**Text excerpt:**
○ ○ ○ ○
Buying gifts for elderly parents isn’t always simple
When your parents or other important older people in your life have already downsized and simplified, finding them a gift that will be truly appreciated can be difficult.
Here are some ideas for thoughtful presents that go just a little beyond your presence alone.
To health and happiness
A reader asks: My parents are in their 70s, and I never know what to give them for a gift. Is there something I can give that is healthy or helpful for them?
The doctor answers: Choosing gifts for a parent can be very difficult. Instead of trying to fill up their already-full closet, try finding a gift that might promote their health and happiness.
As people get older, they may value something that is practical rather than something material. Many people take pride in keeping a neat home, especially for company, but with arthritis or instability, cleaning is often difficult.
Consider hiring help. Someone could help with shoveling snow, salting the driveway, cooking meals, or doing the laundry. Installing a home security system can also go a long way toward helping those who live alone to feel more safe.
One of the largest risks in the winter is falls — either outside on ice and snow, or inside on rugs, blankets, or in soft slippers. Many people shuffle along in their slippers, or run around the house with relatives, inevitably tripping over things. Instead of slippers, consider well-made shoes with sturdy soles. Also try coverings for the bottom of shoes or boots that provide traction on the snow. (One brand is called Yaktrax.) For indoors, try getting carpet tape or non-slip rug pads so that the rugs don’t slip and cause a risk for falls.
Don’t get me wrong… these gifts likely won’t evoke a glimmer of joy in her eyes. In fact, she may give you the same response that your spouse would give you when unwrapping a pair of rubber gloves and a toilet brush. However, these are things your parents likely won’t get themselves, but that could easily keep them out of the hospital this holiday.
○ ○ ○ ○
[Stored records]
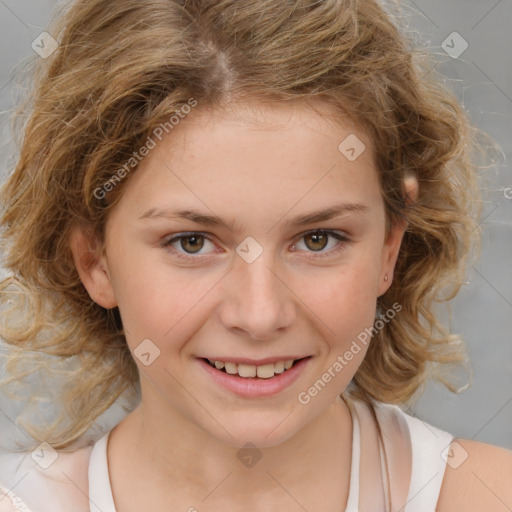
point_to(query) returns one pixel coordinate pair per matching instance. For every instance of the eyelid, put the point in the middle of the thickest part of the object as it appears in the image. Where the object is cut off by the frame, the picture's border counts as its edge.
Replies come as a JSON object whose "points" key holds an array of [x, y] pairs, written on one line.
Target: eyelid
{"points": [[342, 237]]}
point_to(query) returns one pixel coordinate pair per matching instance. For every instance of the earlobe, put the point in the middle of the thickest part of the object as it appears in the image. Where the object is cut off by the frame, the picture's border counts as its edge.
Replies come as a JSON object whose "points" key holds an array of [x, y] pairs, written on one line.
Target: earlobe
{"points": [[394, 239], [92, 267]]}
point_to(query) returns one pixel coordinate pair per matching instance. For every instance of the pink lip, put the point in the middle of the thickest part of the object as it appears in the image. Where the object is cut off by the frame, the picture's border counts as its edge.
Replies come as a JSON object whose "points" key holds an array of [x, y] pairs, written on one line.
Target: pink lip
{"points": [[255, 362], [254, 387]]}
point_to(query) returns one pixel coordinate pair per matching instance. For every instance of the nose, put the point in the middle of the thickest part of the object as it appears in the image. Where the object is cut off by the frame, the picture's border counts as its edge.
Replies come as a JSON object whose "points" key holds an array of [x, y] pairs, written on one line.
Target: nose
{"points": [[258, 300]]}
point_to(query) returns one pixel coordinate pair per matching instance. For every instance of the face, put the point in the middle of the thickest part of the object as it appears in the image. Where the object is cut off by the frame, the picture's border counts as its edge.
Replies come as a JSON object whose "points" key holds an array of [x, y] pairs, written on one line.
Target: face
{"points": [[251, 276]]}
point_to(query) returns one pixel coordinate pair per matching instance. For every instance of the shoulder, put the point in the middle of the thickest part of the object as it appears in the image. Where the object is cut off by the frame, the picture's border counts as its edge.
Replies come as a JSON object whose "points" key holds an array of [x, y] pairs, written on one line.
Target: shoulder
{"points": [[45, 480], [9, 502], [478, 477]]}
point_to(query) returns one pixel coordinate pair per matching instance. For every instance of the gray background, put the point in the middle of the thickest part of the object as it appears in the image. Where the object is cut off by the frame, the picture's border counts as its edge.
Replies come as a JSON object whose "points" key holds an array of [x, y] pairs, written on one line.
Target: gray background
{"points": [[482, 79]]}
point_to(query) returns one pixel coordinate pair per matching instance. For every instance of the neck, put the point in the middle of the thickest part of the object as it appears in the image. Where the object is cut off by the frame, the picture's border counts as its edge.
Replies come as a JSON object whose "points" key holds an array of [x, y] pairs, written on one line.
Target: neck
{"points": [[173, 449]]}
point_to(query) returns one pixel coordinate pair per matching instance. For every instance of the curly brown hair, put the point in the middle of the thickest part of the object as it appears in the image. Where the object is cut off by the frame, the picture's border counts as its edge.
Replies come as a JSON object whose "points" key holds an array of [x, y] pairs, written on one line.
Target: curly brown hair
{"points": [[121, 68]]}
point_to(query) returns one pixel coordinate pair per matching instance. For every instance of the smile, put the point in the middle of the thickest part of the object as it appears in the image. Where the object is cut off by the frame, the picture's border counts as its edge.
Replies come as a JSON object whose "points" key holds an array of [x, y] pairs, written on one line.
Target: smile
{"points": [[266, 371], [254, 381]]}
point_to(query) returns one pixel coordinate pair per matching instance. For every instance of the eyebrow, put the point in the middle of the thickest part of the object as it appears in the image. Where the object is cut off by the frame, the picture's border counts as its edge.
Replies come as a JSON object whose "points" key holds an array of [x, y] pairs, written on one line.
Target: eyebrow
{"points": [[213, 220]]}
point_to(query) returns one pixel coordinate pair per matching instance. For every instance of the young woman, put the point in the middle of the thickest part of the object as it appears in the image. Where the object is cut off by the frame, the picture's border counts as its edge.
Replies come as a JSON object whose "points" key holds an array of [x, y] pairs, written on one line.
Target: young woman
{"points": [[240, 213]]}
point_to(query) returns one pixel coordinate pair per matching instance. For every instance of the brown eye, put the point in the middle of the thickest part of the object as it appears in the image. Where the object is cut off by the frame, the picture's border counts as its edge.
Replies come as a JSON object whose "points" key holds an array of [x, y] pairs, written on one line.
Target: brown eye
{"points": [[322, 243], [318, 240], [192, 243], [189, 245]]}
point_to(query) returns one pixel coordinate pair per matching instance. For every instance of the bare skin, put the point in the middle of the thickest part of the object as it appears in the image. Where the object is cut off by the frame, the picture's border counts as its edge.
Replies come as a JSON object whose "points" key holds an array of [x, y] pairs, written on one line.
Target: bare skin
{"points": [[255, 174]]}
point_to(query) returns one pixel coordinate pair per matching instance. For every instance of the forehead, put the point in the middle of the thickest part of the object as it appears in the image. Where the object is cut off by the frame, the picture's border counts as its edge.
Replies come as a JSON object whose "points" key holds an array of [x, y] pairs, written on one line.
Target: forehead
{"points": [[252, 157]]}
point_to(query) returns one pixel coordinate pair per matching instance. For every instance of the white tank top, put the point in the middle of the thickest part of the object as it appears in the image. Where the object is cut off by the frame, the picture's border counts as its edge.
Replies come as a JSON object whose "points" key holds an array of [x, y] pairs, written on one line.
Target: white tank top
{"points": [[410, 445]]}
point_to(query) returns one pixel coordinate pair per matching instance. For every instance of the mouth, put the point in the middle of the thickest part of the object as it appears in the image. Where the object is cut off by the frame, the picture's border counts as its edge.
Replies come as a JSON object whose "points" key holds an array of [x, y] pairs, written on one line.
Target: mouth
{"points": [[254, 381], [262, 371]]}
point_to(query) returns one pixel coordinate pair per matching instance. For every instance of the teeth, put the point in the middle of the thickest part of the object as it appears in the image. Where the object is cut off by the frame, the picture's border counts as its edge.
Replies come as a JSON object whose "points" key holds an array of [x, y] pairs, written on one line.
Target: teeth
{"points": [[265, 371]]}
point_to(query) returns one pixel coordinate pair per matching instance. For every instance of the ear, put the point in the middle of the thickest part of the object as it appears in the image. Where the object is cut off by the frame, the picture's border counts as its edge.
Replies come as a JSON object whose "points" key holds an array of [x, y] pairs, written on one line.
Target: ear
{"points": [[92, 267], [394, 240]]}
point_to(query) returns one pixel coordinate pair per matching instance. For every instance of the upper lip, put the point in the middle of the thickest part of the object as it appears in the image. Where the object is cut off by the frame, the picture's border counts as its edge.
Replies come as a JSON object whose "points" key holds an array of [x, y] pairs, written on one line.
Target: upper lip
{"points": [[255, 362]]}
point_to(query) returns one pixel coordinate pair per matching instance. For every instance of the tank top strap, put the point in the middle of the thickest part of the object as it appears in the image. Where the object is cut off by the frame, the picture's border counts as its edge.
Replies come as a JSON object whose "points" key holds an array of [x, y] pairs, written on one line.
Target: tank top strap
{"points": [[353, 493], [429, 446]]}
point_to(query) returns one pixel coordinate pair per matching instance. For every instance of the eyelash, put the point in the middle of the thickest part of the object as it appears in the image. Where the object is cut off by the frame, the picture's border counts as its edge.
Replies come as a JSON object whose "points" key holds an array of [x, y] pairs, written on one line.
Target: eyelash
{"points": [[338, 248]]}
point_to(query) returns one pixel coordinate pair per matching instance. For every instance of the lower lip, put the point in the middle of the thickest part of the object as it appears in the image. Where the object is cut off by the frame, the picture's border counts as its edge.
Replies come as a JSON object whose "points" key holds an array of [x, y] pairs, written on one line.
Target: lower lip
{"points": [[254, 387]]}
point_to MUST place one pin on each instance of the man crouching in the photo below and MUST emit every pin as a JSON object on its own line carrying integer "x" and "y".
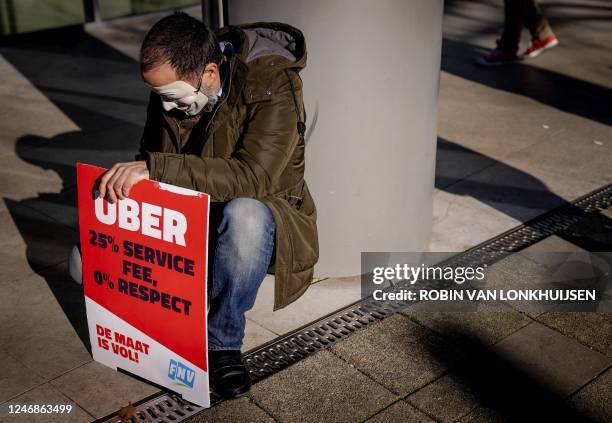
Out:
{"x": 226, "y": 117}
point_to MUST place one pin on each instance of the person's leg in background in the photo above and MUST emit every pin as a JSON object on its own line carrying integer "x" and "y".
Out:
{"x": 508, "y": 44}
{"x": 542, "y": 36}
{"x": 243, "y": 248}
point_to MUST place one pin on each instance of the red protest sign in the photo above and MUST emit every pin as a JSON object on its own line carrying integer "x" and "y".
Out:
{"x": 144, "y": 277}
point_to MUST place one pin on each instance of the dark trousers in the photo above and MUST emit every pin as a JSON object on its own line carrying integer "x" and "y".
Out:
{"x": 519, "y": 13}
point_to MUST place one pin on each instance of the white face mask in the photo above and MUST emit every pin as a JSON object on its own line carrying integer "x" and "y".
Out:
{"x": 184, "y": 97}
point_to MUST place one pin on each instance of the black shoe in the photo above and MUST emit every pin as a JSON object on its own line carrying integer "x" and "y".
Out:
{"x": 228, "y": 375}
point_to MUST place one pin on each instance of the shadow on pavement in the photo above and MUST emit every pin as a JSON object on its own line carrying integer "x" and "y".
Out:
{"x": 501, "y": 388}
{"x": 100, "y": 90}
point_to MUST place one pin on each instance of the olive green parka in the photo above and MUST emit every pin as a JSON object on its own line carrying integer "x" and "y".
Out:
{"x": 250, "y": 145}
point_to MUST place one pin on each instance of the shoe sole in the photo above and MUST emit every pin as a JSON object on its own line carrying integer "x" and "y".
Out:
{"x": 541, "y": 50}
{"x": 234, "y": 393}
{"x": 482, "y": 62}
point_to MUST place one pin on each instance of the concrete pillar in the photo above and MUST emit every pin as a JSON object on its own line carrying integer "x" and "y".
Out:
{"x": 371, "y": 84}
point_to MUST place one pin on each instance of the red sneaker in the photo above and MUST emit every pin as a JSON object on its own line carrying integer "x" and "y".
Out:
{"x": 498, "y": 57}
{"x": 538, "y": 46}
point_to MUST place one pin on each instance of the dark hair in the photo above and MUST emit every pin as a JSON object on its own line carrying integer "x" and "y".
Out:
{"x": 183, "y": 41}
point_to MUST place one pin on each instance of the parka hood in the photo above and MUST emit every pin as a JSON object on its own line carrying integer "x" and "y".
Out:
{"x": 260, "y": 39}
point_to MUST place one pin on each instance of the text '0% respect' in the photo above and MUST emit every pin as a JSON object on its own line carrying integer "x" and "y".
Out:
{"x": 102, "y": 240}
{"x": 101, "y": 278}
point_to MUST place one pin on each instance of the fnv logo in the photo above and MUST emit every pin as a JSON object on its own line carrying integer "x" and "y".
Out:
{"x": 183, "y": 374}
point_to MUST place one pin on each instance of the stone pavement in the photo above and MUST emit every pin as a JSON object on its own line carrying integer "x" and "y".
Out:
{"x": 513, "y": 143}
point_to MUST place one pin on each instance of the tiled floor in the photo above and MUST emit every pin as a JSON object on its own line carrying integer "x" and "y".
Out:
{"x": 517, "y": 150}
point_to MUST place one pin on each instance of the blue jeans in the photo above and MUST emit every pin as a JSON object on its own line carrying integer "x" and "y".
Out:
{"x": 242, "y": 239}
○ ○ ○ ○
**Work item A:** Reproduce everything in the article on gifts for elderly parents from "Consider hiring help." down to "risk for falls.".
**Work item B:**
Answer these questions using the article on gifts for elderly parents:
(i) In what decade of life are the reader's parents?
(ii) What brand of shoe or boot covering for traction on snow is named?
(iii) What does the doctor recommend in place of slippers?
**Work item C:** Continue the article on gifts for elderly parents from the point where it stops.

**Answer space A:**
Consider hiring help. Someone could help with shoveling snow, salting the driveway, cooking meals, or doing the laundry. Installing a home security system can also go a long way toward helping those who live alone to feel more safe.
One of the largest risks in the winter is falls — either outside on ice and snow, or inside on rugs, blankets, or in soft slippers. Many people shuffle along in their slippers, or run around the house with relatives, inevitably tripping over things. Instead of slippers, consider well-made shoes with sturdy soles. Also try coverings for the bottom of shoes or boots that provide traction on the snow. (One brand is called Yaktrax.) For indoors, try getting carpet tape or non-slip rug pads so that the rugs don’t slip and cause a risk for falls.

**Answer space B:**
(i) Their 70s.
(ii) Yaktrax.
(iii) Well-made shoes with sturdy soles.

**Answer space C:**
Also consider something to keep their mind healthy. My grandfather has a subscription to National Geographic. Consider giving a book of riddles or crosswords. How about a 500-piece puzzle to do with the whole family? Or better yet, teach yourself and your older kids to play a game your parents may know, such as dominos, bridge, or sheepshead. Then surprise your parents/grandparents by playing with them. (Your kids might be really impressed when grandpa beats everyone at euchre).
Try inspiring their memory by framing an old family photo, making a traditional family recipe, or planning an outing that you did as a child. For those who are tech savvy, consider making a video collage of photos of your family.
Or, create a new tradition: buy tickets to a play, musical, or show. Most theaters have special seats that are held aside for people with disabilities — both those in wheelchairs, and those with vision or hearing problems.
Looking for something more frugal? One of my patients has a tradition where each family member writes a poem or essay that they read aloud on Christmas to update other family members on main events in their lives.